WRITTEN EXERCISE
Arrange every line of the rows below as a numbered list, leaving out any blank lines.

Annotation data for object locations
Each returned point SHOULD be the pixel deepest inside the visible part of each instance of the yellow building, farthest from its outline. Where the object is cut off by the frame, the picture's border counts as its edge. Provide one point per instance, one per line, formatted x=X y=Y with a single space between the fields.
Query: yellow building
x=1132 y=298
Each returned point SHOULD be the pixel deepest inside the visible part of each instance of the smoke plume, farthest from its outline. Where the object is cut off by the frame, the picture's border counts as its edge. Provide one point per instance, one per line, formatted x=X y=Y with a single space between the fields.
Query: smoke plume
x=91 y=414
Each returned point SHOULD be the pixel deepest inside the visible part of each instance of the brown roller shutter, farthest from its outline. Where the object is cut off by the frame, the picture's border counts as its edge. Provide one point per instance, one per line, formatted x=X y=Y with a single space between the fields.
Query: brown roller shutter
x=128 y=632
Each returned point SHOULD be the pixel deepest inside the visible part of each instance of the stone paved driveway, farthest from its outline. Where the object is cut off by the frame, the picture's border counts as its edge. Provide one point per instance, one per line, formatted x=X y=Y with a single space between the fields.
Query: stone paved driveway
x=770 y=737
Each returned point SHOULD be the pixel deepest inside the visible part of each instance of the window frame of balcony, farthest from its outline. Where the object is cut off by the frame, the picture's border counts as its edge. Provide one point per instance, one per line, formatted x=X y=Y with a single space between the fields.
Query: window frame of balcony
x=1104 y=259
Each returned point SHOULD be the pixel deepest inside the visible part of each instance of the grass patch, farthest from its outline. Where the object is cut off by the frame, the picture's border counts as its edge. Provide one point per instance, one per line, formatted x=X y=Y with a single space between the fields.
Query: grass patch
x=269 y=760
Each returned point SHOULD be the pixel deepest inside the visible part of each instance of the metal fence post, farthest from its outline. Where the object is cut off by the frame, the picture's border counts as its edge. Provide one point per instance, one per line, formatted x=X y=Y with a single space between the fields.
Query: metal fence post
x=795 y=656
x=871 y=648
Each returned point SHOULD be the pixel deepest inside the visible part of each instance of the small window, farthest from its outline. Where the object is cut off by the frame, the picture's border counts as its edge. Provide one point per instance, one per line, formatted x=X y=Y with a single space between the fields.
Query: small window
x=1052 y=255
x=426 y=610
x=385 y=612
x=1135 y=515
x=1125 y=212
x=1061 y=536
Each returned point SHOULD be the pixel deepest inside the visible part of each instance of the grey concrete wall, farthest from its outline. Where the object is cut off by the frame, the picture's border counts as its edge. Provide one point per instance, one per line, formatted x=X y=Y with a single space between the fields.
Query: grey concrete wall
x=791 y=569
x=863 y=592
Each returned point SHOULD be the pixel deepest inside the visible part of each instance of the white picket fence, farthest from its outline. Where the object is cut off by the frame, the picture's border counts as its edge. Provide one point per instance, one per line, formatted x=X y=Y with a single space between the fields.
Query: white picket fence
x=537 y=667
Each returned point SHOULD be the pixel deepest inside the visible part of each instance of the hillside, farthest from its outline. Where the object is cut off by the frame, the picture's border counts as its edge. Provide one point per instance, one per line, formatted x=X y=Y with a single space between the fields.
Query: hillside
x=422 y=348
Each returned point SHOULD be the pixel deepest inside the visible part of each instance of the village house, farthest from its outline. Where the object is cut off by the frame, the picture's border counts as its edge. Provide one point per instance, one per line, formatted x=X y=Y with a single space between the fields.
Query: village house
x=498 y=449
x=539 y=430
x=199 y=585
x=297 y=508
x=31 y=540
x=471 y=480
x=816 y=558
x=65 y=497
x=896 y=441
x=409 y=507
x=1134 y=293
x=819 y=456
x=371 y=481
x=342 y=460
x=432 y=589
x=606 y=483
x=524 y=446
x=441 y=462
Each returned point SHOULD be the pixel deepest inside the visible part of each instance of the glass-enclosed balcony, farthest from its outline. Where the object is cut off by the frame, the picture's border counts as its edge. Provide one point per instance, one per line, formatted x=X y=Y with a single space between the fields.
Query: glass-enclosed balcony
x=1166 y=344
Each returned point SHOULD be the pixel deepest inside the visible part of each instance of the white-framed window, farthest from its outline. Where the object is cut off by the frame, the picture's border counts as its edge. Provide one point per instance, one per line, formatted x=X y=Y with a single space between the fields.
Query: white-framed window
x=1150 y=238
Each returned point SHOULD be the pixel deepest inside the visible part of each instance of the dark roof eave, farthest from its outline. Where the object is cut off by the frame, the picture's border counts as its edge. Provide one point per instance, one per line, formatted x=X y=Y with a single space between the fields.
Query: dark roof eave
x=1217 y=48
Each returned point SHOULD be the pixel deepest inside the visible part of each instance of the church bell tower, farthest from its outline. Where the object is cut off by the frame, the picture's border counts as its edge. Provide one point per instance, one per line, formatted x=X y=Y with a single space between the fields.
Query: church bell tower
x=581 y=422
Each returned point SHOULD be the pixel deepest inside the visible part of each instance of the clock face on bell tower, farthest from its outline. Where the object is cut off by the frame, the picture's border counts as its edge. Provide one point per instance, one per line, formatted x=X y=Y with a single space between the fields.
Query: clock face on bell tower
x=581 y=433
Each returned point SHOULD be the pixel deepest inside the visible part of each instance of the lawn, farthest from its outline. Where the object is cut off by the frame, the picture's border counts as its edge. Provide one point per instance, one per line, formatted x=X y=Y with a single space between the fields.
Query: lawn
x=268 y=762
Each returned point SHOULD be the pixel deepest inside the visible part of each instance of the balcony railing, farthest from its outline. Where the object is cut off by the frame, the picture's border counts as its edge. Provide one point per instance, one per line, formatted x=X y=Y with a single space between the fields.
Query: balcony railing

RESULT OF THE TASK
1. Each returned point SHOULD be the pixel deepest inside the visible part of each instance of the yellow building, farthest from its outline. Where the object is cut off by the frame, the picture's border counts as its edge. Provide one point per instance, one per line, formatted x=X y=Y with a single space between the fields.
2. Query: yellow building
3. x=1132 y=298
4. Each returned point SHOULD be the pixel deepest inside the visible part of each instance of the smoke plume, farthest from its outline. Where the object is cut off by the frame, the picture's border counts as its edge. Provide one point per instance, one per line, formatted x=X y=Y with a single space between the fields.
5. Query: smoke plume
6. x=91 y=414
7. Each returned point SHOULD be the pixel deepest inside the visible part of each instance of the brown roller shutter, farthest from its outline. Where the object is cut off by the frame, the picture's border counts as its edge. Provide one point per instance, one per line, formatted x=X y=Y with a single space between the fields.
8. Query: brown roller shutter
9. x=128 y=632
10. Each returned point SHOULD be the pixel deepest inside the visible part of each instance of the stone paved driveway, farthest from its outline. Where the object is cut off by the frame, the picture's border counts as its edge. Provide one point per instance, one per line, formatted x=X y=Y with a single space between the fields.
11. Query: stone paved driveway
12. x=770 y=737
13. Each returned point SHOULD be the pixel deepest inside the visible part of each instance of the window frame of balcony, farthest from its outline. Where the object is cut off by the frame, the picture's border counts as its edge. Provide one point per instance, one per line, formatted x=X y=Y with a single space between the fields.
14. Query: window frame of balcony
15. x=1104 y=259
16. Each returned point SHOULD be the pixel deepest inside the visible part of each instance of the grass patch, farthest from its outline. Where the object is cut off by the frame, the picture's border counts as its edge. Provide one point per instance, one per line, formatted x=X y=Y with a single space between the fields.
17. Query: grass patch
18. x=269 y=760
19. Each returned point SHOULD be the pixel deepest inside the visible part of each instance of the metal fence post, farthest from its outline. Where the object is cut off by the frame, the picture's border counts as its edge. Provide one point per instance, one per line, formatted x=X y=Y with a single space between the fields.
20. Query: metal fence post
21. x=795 y=656
22. x=871 y=648
23. Each returned point SHOULD be the pixel deepest inside the visible part of each instance of the small window, farthest from its outline. Where the object is cut off by the frame, the picture's border counts as its edge. Provide one point per instance, one per line, formatted x=X y=Y with a single space between the fields.
24. Query: small window
25. x=1052 y=255
26. x=426 y=610
27. x=385 y=612
28. x=1135 y=515
29. x=1125 y=212
30. x=1061 y=536
31. Each returned point SHOULD be the pixel deepest inside the visible part of each instance of the grey concrete wall, farthest from its outline. Where the object is cut off by the frame, the picture's border counts as its edge. Provide one point per instance, one per line, formatted x=X y=Y with a single space between the fields.
32. Query: grey concrete wall
33. x=791 y=569
34. x=863 y=592
35. Each returned point SHOULD be the pixel deepest inside the visible part of each instance of the white picket fence, farthest from its outline. Where the object is cut off by the frame, the picture's border counts as its edge. Provide one point per instance, one per line, formatted x=X y=Y with a single space between the fields.
36. Query: white picket fence
37. x=537 y=667
38. Each returned point SHOULD be the pixel deepest inside the visible part of each instance of the hillside, farthest from its outline. Where the object is cut off by the frame, the picture's border counts as its edge. Provide one point per instance, one per line, formatted x=X y=Y with a single space between the fields.
39. Query: hillside
40. x=422 y=348
41. Each returned point SHOULD be the pixel deepest inside the visible part of each instance of the village house, farthest from its outline. Where the object is cut off by the frame, the picture's border counts as its edge. Provide one point per instance, one per line, formatted x=X y=Y with a single space between the fields.
42. Query: village house
43. x=498 y=449
44. x=539 y=430
45. x=199 y=585
46. x=297 y=508
47. x=31 y=540
48. x=471 y=480
49. x=816 y=558
50. x=65 y=497
51. x=896 y=441
52. x=409 y=507
53. x=1134 y=293
54. x=819 y=456
55. x=371 y=481
56. x=342 y=460
57. x=432 y=589
58. x=606 y=483
59. x=524 y=446
60. x=441 y=462
61. Each returned point SHOULD be the pixel deepest inside the visible part of each instance of the glass-enclosed balcony, farthest from its outline. Where the object is cut off by the frame, the picture's border counts as its edge. Provide one point per instance, one per line, formatted x=X y=Y with a single space between the fields.
62. Query: glass-enclosed balcony
63. x=1166 y=344
64. Each returned point SHOULD be the pixel deepest inside the visible part of each instance of the white-framed window, farthest from its outline. Where the object is cut off by the frame, the picture's border counts as its edge. Provide one point per instance, one per line, formatted x=X y=Y with a single space between the fields.
65. Query: white-framed window
66. x=1150 y=238
67. Each returned point SHOULD be the pixel deepest inside the visible part of each instance of the dark roof eave, farthest from its outline. Where the object is cut off by the frame, the picture's border counts as its edge. Provide one point per instance, one per line, formatted x=X y=Y with a single space between the fields.
68. Query: dark roof eave
69. x=1217 y=48
70. Each returned point SHOULD be the pixel deepest inside the visible part of each instance of the church bell tower, farthest from its outline. Where the object is cut off by the frame, the picture's border counts as its edge. Provide one point per instance, one per line, formatted x=X y=Y with a single space between the fields.
71. Query: church bell tower
72. x=581 y=422
73. Each returned point SHOULD be the pixel deepest inside the visible part of each instance of the clock face on bell tower, farthest from its outline. Where the object is cut off by the frame, the picture's border counts as its edge. Provide one point per instance, one per line, formatted x=X y=Y with a single space between the fields.
74. Query: clock face on bell tower
75. x=581 y=433
76. Each returned point SHOULD be the pixel deepest inside the visible part of each instance of the lawn, farthest from its outline. Where the object is cut off by the frame, the picture's border counts as its edge. Provide one point per instance, one per line, formatted x=X y=Y with a single space between the fields.
77. Query: lawn
78. x=268 y=762
79. Each returned point SHOULD be the pixel deepest inside the visible part of each instance of the balcony railing, farthest from its outline. Where the object is cut off by the frame, the picture's border counts as its edge. Provide one point per instance, one per line, formatted x=X y=Y with a single space between the fields.
80. Query: balcony railing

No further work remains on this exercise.